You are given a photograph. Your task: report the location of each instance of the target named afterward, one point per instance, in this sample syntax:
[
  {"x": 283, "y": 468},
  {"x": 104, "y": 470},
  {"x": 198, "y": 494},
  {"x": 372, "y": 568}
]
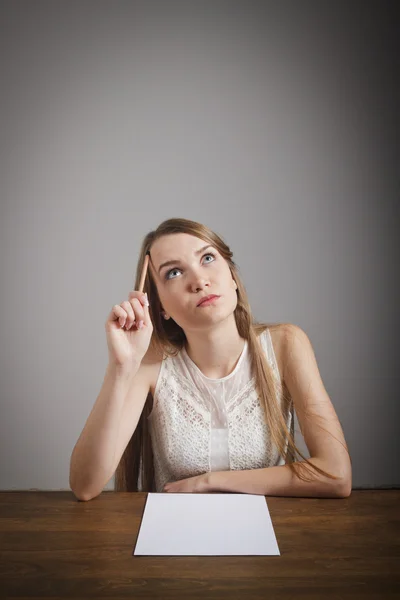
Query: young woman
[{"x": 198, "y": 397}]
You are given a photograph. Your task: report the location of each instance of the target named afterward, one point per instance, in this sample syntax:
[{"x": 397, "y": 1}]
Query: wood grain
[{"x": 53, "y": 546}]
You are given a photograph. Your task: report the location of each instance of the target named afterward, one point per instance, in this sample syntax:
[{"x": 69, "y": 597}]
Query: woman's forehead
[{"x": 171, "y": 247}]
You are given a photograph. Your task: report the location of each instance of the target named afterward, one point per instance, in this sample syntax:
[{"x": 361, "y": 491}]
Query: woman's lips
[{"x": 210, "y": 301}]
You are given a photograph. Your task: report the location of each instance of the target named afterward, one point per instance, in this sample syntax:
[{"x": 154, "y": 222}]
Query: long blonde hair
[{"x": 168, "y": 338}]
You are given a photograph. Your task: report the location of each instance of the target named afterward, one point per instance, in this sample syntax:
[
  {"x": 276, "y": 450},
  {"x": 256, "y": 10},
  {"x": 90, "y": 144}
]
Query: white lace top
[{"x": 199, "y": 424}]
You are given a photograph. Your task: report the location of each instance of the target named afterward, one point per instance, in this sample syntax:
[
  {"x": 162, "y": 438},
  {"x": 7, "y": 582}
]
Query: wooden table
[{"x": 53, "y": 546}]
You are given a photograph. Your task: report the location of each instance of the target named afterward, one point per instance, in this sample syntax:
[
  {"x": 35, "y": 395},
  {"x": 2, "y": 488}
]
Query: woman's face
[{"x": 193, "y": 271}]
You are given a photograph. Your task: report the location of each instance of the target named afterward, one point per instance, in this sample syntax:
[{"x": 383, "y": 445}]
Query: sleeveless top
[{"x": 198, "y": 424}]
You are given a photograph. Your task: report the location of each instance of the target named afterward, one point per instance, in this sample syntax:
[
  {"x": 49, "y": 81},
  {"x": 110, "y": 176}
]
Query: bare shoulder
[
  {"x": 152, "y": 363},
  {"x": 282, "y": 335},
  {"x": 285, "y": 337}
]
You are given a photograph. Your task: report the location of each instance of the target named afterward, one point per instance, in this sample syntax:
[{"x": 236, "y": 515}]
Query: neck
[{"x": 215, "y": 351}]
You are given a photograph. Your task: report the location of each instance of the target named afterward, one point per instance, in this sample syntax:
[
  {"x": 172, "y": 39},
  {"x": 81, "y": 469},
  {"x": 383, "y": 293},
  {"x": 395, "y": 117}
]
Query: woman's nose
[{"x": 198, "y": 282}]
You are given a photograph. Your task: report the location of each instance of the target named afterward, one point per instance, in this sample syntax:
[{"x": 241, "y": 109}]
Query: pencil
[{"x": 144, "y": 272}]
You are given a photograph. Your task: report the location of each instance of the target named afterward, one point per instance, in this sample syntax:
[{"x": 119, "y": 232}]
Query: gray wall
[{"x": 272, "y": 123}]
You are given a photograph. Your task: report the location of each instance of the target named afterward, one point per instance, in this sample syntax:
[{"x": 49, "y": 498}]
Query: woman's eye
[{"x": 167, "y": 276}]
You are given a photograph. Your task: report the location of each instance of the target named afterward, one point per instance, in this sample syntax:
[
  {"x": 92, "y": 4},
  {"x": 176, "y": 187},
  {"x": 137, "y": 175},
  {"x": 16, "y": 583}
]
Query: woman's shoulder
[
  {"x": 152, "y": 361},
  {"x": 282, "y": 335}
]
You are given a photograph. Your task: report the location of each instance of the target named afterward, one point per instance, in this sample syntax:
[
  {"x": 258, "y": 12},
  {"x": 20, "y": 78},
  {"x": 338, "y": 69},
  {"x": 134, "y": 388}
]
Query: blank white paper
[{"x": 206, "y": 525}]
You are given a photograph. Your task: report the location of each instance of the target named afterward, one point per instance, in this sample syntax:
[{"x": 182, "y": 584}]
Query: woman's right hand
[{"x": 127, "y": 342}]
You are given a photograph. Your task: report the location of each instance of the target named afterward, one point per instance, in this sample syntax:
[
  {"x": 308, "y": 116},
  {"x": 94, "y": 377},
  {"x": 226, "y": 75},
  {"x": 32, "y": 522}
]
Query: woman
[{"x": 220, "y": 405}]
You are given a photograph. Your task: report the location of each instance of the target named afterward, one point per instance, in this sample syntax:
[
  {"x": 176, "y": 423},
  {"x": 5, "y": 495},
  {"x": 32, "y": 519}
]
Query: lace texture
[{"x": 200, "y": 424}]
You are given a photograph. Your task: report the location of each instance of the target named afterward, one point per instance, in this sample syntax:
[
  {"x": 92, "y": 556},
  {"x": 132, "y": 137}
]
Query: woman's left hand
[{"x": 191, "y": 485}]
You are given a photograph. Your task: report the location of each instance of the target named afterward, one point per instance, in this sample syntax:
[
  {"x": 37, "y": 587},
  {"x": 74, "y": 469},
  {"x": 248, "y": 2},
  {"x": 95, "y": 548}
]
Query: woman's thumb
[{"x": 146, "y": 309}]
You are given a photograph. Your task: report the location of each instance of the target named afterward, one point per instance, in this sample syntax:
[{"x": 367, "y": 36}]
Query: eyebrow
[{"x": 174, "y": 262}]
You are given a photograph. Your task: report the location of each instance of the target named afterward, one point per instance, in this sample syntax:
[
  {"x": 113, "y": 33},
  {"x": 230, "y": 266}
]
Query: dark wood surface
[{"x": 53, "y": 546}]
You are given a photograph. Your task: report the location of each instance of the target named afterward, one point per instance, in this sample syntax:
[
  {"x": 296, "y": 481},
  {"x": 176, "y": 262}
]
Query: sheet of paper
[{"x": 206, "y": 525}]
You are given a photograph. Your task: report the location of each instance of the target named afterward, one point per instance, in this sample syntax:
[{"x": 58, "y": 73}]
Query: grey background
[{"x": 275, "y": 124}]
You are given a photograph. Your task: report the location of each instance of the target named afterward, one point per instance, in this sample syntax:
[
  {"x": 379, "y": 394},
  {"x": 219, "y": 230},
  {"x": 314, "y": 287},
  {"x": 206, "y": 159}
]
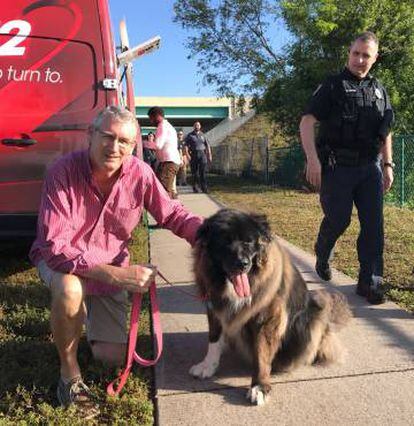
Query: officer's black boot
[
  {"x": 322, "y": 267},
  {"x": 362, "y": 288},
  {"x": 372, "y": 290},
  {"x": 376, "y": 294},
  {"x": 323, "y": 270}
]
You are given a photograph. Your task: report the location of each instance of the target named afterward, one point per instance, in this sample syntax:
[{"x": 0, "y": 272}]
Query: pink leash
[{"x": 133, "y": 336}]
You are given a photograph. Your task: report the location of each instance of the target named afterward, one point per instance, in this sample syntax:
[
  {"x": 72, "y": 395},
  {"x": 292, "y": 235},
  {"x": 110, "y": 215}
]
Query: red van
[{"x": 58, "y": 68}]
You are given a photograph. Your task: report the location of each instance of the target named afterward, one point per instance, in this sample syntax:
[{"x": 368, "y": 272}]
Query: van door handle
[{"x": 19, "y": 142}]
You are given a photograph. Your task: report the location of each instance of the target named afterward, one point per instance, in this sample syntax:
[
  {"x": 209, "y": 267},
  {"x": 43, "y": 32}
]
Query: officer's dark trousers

··········

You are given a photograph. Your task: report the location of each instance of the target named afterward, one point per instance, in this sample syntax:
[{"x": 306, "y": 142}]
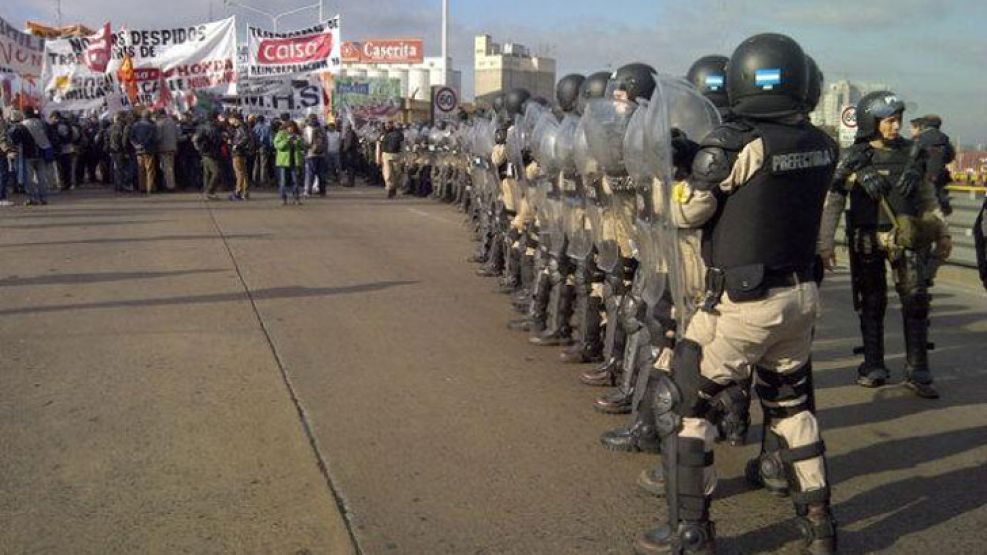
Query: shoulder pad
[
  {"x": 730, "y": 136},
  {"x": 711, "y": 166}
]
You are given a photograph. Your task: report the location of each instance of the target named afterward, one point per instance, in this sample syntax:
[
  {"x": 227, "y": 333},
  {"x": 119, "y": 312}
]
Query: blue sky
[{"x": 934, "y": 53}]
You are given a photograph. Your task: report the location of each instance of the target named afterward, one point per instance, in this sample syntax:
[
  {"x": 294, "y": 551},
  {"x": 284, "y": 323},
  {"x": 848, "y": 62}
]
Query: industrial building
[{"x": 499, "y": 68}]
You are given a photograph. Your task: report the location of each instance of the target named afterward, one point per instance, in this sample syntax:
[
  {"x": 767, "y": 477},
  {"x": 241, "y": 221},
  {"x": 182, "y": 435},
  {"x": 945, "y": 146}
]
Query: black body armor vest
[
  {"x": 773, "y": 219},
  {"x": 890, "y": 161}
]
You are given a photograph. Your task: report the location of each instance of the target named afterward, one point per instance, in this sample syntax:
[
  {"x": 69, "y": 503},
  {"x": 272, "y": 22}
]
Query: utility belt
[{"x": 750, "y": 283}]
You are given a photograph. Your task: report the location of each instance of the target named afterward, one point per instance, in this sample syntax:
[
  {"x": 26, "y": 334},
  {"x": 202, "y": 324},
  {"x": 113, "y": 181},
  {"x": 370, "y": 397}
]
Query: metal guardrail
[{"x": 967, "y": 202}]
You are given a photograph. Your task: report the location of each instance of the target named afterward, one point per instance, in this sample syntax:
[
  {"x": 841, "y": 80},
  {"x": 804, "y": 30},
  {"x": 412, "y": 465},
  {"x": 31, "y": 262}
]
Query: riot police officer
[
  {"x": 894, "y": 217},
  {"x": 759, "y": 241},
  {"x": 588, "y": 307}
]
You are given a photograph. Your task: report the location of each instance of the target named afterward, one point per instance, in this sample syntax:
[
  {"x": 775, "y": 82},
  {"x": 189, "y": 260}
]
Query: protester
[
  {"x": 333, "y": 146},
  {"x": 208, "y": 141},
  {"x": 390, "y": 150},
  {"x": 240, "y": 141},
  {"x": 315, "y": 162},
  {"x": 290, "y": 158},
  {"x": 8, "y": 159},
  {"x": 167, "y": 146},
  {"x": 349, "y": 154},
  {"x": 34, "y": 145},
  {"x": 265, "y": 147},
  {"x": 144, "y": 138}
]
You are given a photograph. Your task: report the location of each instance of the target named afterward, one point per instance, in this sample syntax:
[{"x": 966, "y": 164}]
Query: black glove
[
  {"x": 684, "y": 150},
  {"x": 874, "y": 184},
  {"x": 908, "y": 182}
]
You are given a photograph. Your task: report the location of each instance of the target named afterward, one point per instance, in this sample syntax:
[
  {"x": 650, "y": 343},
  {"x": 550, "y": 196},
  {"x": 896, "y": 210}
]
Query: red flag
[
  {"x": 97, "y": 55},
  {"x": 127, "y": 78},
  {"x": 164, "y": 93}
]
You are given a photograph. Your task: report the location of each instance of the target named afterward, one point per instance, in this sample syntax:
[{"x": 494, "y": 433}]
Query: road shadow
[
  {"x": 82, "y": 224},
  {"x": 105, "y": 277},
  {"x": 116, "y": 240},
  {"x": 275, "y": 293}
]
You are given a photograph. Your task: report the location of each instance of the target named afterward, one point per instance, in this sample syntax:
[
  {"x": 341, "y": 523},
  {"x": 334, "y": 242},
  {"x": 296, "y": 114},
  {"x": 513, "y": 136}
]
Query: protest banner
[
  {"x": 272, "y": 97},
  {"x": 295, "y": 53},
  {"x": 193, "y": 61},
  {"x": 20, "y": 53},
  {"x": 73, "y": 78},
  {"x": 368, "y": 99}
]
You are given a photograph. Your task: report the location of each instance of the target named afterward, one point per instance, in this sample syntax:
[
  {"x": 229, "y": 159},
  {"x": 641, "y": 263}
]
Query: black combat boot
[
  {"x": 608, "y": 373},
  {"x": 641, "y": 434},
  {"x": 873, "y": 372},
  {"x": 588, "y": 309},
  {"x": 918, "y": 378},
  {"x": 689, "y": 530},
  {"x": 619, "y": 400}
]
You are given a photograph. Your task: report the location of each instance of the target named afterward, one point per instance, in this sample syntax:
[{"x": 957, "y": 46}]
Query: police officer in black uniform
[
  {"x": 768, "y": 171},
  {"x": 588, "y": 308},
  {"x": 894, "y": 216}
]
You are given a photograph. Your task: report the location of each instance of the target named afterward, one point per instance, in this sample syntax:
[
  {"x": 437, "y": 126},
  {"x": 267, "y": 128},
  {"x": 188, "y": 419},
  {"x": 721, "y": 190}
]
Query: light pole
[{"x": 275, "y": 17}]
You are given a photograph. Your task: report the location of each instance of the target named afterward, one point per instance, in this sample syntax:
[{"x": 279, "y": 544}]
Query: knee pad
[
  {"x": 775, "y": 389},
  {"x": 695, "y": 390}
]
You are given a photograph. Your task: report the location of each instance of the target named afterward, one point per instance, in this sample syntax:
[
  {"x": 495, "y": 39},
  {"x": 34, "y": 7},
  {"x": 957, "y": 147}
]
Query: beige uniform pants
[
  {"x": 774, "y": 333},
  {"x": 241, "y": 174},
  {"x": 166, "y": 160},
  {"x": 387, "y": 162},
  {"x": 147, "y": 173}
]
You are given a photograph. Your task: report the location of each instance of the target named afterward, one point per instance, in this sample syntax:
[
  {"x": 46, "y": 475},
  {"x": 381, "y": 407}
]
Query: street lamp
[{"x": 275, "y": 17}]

··········

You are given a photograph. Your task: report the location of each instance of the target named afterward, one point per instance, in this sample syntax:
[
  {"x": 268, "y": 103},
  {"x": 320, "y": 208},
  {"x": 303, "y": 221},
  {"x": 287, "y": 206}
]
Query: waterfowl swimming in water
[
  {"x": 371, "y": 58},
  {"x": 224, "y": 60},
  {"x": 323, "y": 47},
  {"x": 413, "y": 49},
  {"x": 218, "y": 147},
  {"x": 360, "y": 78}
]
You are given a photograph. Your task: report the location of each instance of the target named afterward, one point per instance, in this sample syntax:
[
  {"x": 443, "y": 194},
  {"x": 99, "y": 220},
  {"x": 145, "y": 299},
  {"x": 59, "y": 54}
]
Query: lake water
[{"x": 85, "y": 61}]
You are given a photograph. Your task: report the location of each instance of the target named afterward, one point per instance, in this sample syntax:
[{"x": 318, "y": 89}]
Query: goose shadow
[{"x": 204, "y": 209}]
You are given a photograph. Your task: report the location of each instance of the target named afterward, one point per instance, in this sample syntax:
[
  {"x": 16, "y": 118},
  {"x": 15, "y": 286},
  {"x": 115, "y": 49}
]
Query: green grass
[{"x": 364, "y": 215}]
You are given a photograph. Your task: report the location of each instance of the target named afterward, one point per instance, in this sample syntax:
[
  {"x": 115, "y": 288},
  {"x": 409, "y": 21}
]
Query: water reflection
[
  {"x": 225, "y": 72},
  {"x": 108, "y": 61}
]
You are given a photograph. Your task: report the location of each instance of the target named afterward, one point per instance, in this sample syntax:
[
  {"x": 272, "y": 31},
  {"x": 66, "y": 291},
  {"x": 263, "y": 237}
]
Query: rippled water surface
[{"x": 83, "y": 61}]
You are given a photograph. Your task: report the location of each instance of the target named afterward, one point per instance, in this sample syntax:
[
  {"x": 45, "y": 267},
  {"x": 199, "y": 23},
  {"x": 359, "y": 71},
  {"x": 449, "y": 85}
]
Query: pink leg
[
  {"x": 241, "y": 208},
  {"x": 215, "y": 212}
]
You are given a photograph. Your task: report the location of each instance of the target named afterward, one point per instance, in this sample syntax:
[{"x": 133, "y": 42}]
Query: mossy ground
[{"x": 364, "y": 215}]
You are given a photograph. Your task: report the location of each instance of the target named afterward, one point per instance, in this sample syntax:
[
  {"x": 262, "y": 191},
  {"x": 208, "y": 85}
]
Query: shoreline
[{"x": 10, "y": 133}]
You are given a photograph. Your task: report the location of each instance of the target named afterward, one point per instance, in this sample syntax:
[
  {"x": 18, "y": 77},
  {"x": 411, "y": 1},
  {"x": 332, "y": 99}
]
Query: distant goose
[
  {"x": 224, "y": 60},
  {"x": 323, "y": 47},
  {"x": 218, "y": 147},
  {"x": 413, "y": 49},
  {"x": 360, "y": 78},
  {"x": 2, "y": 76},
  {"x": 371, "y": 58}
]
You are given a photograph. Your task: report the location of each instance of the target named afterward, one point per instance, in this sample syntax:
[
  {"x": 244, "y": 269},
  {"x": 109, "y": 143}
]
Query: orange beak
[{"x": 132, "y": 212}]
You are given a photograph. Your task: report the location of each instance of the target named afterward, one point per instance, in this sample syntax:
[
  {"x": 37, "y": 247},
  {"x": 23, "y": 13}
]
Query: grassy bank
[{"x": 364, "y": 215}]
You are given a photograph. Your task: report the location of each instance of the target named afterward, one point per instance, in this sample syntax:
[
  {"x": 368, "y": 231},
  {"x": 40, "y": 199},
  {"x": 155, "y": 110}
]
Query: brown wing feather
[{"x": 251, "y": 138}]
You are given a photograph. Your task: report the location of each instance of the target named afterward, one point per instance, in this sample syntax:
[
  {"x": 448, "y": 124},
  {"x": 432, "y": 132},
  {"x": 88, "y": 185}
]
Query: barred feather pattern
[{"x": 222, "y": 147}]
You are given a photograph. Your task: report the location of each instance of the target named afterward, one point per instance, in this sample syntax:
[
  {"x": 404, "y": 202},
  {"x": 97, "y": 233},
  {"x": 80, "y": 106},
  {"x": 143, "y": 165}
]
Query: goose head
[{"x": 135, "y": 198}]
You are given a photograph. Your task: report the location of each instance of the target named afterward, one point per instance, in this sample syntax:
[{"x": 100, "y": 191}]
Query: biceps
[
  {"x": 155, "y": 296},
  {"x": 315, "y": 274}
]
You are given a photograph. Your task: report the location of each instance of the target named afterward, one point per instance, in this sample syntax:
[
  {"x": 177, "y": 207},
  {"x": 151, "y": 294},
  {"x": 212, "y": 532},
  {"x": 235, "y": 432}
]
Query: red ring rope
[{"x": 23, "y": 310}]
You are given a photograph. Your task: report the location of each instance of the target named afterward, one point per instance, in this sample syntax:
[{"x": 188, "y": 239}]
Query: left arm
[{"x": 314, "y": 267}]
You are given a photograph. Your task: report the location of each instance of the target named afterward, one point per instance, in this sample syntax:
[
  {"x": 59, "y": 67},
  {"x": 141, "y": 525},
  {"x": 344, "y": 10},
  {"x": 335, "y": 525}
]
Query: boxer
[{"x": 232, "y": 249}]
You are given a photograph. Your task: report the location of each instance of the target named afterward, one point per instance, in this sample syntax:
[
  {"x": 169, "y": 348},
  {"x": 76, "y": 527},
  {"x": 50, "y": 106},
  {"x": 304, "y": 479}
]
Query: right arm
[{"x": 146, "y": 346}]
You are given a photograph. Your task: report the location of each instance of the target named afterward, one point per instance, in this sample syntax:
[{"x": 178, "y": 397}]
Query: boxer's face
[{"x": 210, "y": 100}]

··········

[AIM] Please identify every line in the items above that holds the word "uniform" and copy each such line out.

[EXERCISE SOLUTION]
Query: police officer in black uniform
Query: beige uniform pants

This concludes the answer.